Your answer must be the full set of records, repeated exactly.
⁂
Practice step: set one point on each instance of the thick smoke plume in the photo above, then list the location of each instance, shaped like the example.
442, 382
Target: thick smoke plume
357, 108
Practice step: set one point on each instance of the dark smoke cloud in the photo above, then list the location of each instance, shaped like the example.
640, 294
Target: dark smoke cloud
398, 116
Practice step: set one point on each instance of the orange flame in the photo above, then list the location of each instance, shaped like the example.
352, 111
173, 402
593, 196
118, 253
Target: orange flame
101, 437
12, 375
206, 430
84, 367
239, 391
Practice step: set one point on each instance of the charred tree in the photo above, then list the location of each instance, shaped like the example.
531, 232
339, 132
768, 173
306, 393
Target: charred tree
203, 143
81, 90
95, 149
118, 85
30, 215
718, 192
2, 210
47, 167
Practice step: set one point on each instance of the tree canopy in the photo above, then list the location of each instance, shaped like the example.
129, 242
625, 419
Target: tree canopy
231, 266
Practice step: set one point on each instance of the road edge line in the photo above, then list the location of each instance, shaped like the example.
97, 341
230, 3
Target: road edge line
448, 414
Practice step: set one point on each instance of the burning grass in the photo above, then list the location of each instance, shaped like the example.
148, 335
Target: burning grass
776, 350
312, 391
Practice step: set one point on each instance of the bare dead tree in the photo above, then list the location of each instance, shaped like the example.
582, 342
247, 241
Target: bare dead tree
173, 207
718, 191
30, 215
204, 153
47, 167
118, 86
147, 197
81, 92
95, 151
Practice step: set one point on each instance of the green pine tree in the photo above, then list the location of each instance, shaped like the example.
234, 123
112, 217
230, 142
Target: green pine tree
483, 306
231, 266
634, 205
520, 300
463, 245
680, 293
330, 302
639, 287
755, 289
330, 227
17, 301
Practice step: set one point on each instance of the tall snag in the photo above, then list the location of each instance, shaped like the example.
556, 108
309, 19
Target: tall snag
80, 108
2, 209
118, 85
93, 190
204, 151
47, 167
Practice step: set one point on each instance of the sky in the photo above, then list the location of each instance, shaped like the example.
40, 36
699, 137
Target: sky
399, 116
⁂
Response to the exercise:
Practice step: set one point on each instance of the thick smoke plume in the photo above, then list the location of each instance, shaped like the example.
442, 382
Target: thick smoke plume
357, 108
Practice step: set one point on each instance of the dark smoke cloud in the photo above, then list the location of each instance, shaped like the example.
640, 294
Target: dark smoke cloud
398, 116
Practice step: set one point on each instance of the orange flame in the photo above, then list the location of each instance, shaped like the example.
352, 111
173, 402
593, 196
118, 253
Target: orange flame
101, 437
12, 375
206, 430
84, 367
239, 391
Practice step: set one point on each instance of the charred tree in the photo above, then list the location of each instance, shaped like the example.
531, 232
339, 132
768, 173
306, 393
Target: charred tree
203, 143
81, 90
95, 149
118, 85
30, 215
718, 192
2, 210
47, 167
Practice step: set one point on each instance of the tree canopy in the photo above, then list the location of each instance, shaped like the example.
129, 242
625, 419
Target: tree canopy
231, 266
Practice step: set one point on each instance of the road edge line in the photo above, then list the location of each instance, shaped like the example.
97, 341
230, 3
Target: road edge line
448, 414
Practice step: set one point on each instance of the burning grass in the photo above, then list the location of each instance, shaped like the example.
148, 335
Target: burning grass
776, 350
312, 391
Practice step: set one point on each instance of the bare dead tree in the photo above, then list the location of each instance, shaped like the example.
582, 342
247, 241
Target: bare dead tree
173, 207
718, 191
30, 215
204, 153
47, 167
118, 86
147, 197
81, 92
95, 151
Practice step: set one point on each instance of the green pine tree in the photo above, then list the location of each instance, shaped like the example.
234, 123
112, 217
230, 142
Target: green pine tree
483, 306
231, 266
634, 205
520, 300
463, 245
680, 293
330, 302
639, 287
755, 289
330, 227
17, 301
Practice step: set one point on each instance of the tall snag in the photo above, then list the location of each instance, shaped like the example.
556, 108
309, 19
Target: tall snag
80, 108
2, 209
118, 85
93, 190
204, 151
47, 167
Practice step: set one point on each instance of the sky in the photo above, then list the location of each instance, shaped like the example.
40, 36
699, 137
Target: sky
399, 116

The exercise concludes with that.